Exercise instructions -
Beneath this task is a listing; retype all of it exactly.
__________
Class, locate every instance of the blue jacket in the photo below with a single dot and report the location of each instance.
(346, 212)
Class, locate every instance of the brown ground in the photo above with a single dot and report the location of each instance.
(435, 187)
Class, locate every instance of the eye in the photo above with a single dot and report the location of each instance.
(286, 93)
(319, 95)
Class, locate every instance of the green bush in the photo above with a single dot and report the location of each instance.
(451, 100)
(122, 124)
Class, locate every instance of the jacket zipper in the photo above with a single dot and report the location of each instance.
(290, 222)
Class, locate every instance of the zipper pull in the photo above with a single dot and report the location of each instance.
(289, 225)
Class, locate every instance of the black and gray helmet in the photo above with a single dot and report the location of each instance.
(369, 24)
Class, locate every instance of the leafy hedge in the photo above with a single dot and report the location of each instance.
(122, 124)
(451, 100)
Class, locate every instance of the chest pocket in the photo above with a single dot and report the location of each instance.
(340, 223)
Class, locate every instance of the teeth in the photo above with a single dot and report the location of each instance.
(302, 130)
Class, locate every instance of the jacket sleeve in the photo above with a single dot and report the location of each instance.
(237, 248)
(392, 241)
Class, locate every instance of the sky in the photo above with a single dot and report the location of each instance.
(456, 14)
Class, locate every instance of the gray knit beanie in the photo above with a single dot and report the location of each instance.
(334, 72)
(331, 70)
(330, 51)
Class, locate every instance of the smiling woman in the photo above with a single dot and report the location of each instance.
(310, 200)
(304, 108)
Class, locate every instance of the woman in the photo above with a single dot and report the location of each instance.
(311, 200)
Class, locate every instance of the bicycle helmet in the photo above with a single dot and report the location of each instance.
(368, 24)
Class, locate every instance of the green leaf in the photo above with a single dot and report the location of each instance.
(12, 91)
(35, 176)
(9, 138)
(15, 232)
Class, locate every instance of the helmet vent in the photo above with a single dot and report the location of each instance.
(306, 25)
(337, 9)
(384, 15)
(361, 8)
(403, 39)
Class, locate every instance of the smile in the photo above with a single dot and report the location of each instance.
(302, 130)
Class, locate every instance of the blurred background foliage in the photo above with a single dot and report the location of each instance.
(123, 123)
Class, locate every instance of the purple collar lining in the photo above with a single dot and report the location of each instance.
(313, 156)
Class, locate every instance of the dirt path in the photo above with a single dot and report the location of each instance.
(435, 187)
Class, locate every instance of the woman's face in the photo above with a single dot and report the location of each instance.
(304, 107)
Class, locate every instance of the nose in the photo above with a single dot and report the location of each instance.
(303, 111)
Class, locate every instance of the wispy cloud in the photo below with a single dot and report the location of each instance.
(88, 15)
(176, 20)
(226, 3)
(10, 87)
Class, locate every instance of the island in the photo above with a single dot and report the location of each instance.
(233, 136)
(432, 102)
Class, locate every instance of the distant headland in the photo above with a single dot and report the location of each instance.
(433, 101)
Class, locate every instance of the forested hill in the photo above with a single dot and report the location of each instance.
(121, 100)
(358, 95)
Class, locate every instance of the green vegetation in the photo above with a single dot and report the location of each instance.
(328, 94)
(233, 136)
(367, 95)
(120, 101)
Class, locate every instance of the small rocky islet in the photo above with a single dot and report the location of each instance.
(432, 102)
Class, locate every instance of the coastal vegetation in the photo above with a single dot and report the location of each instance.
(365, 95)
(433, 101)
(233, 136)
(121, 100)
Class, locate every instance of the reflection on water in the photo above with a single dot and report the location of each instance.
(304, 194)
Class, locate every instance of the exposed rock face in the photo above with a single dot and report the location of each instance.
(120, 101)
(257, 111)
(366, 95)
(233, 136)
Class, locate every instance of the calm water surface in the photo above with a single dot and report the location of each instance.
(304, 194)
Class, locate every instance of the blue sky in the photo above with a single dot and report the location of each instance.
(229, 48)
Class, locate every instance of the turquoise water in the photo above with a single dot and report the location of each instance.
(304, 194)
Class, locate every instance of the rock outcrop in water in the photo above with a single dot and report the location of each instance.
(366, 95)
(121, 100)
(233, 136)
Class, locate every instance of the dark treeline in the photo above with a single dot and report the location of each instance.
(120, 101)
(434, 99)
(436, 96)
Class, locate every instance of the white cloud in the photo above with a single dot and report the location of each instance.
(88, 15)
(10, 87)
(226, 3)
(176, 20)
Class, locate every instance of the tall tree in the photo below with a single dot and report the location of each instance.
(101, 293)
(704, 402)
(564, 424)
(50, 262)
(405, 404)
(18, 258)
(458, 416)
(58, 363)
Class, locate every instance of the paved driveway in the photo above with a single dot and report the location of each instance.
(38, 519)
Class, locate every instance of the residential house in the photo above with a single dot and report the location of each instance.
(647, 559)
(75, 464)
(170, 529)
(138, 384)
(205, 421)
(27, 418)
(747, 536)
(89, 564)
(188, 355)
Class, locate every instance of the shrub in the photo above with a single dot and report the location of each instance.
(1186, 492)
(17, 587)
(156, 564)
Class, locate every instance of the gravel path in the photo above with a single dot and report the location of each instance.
__________
Correct result -
Class, locate every instance of the blue jacket in the photo below with a single dot and report the location of each instance.
(346, 212)
Class, locate every instance of the brown ground in the photo above with a single dot and report the location of each instance.
(435, 187)
Class, locate every instance of the eye in the photo above with a single dot and report the location of each instance.
(286, 93)
(319, 95)
Class, locate every instance of the green bush in the photo above with a single dot and report the location of each instance.
(451, 100)
(122, 124)
Class, locate every instance of the jacket zipper in the photo above with a single dot and report the location of each instance.
(290, 222)
Class, locate every instance of the zipper pull in the photo above with a single dot and report the location of each instance.
(289, 225)
Class, locate every instance of the black and gray helmet in the photo above with a single dot and report the location of each instance.
(369, 24)
Class, locate every instance of the leafy hedge in the photo above with a single dot and report the location of each instance.
(122, 124)
(451, 100)
Class, locate every instance of the chest pocket in the photo above with a single dot and report the location of each instance.
(340, 223)
Class, locate every instance of the teeth in the photo above with a single dot and report the location of each instance.
(302, 130)
Class, locate every instance of the jacket sleeve in the photo above with a single dot and report the location of each instance.
(237, 248)
(392, 241)
Class, locate every instance of the sky in the photo above with a single dot and report the location of each instance.
(456, 14)
Class, locate every instance of the gray knit beanie in the photo above with a single dot and report the location of each instance.
(334, 72)
(331, 70)
(330, 51)
Class, locate every instance of the smiling woman in the photo above with a single dot and report the location of each instance.
(310, 200)
(304, 108)
Class, locate every instance of the woman in the photo above with a single dot and report the location of each instance.
(311, 200)
Class, locate every instance of the bicycle helmet in the photo above with a single dot and report the location of each instance.
(368, 24)
Class, locate every instance of the green leaf in the photo above with a single dot and report the location of each instance.
(12, 91)
(35, 176)
(9, 138)
(15, 232)
Class, locate every instance of the helmet vent in the photo above with a single dot and report the location of each instance.
(306, 25)
(337, 9)
(384, 15)
(361, 8)
(403, 39)
Class, locate every instance of the smile in the photo above with a single dot and report the location of each instance.
(302, 130)
Class, locate every instance of the blurred background foliage in the photo above with a single dot and report the location of each instance.
(123, 123)
Class, locate every instance of the purple collar lining in the photo above with a single dot and report the location of each instance.
(313, 156)
Class, locate every instance of the dirt path in the photo above with a single dot and report the location of each instance.
(435, 187)
Class, locate every instance of the woman's face in the photo above with a single dot and report the location of each instance.
(304, 107)
Class, locate every instance of the nose in the photo above with a single dot and report the location of each instance.
(303, 111)
Class, locate every instance of the wispy cloud in the photo below with a single dot and report the location of each instance.
(88, 15)
(176, 20)
(226, 3)
(10, 87)
Class, locate every instance of the island in the photo above with a single dot and report the location of each instance.
(233, 136)
(432, 102)
Class, locate every instance of the distant headland in the photo above with a single dot and report the location of each instance.
(433, 101)
Class, locate every instance of the forested hill in the photo above with a single dot and report the location of each instance.
(121, 100)
(358, 95)
Class, locate every instance of the green vegetation in the photo above with a single dot and report the location of each instance.
(328, 94)
(233, 136)
(367, 95)
(120, 101)
Class, locate every instance of the small rocky islet in the photo above with a single dot and report the location of each instance.
(432, 102)
Class, locate every instance of the coastal vegetation in the photo above with a single dot and report the location of each instance.
(365, 95)
(433, 101)
(233, 136)
(121, 100)
Class, locate every instance of the reflection on water in the photo above with a single dot and report the location of each instance.
(304, 194)
Class, locate every instance of the exposed rock face in the photo above with a single dot and report the location of each instance.
(120, 101)
(257, 111)
(366, 95)
(233, 136)
Class, locate every instance of the calm water surface in the photo above with a single dot and report the location of each instance.
(304, 194)
Class, locate every instance of the blue sky in the photo above with a single dot and report the location of each instance.
(229, 48)
Class, locate every instance of the turquoise water in the photo above with a single dot and report the location of each instance.
(304, 194)
Class, locate every instance of the rock outcrop in water in the photo above with a single dot and report the location of each instance.
(366, 95)
(121, 100)
(233, 136)
Class, locate every instance of the dark treeline in the photo above with a single dot and report the location of each instance.
(120, 101)
(434, 99)
(436, 96)
Class, locate every instance of the white cloud in the photo above with a single dot and report the location of each instance.
(88, 15)
(10, 87)
(226, 3)
(176, 20)
Class, locate every instance of the tall tree in the photo below with a single dot and report the location of each instance.
(101, 293)
(704, 402)
(564, 424)
(50, 262)
(405, 404)
(18, 258)
(458, 416)
(58, 363)
Class, locate every instance of the paved driveway in the photo above with a single dot and report the location of each instance.
(38, 519)
Class, locate every instance of the residential house in the photo above with a single dot and report the location of each instance.
(647, 559)
(75, 464)
(170, 529)
(138, 384)
(205, 421)
(27, 418)
(747, 536)
(89, 564)
(188, 355)
Class, locate every instance of the shrub in the photo above with a single dot and report the location of each instance.
(1186, 492)
(17, 587)
(156, 564)
Class, locate every instance of the gravel path in the photo above with a single dot and report the location of each instance.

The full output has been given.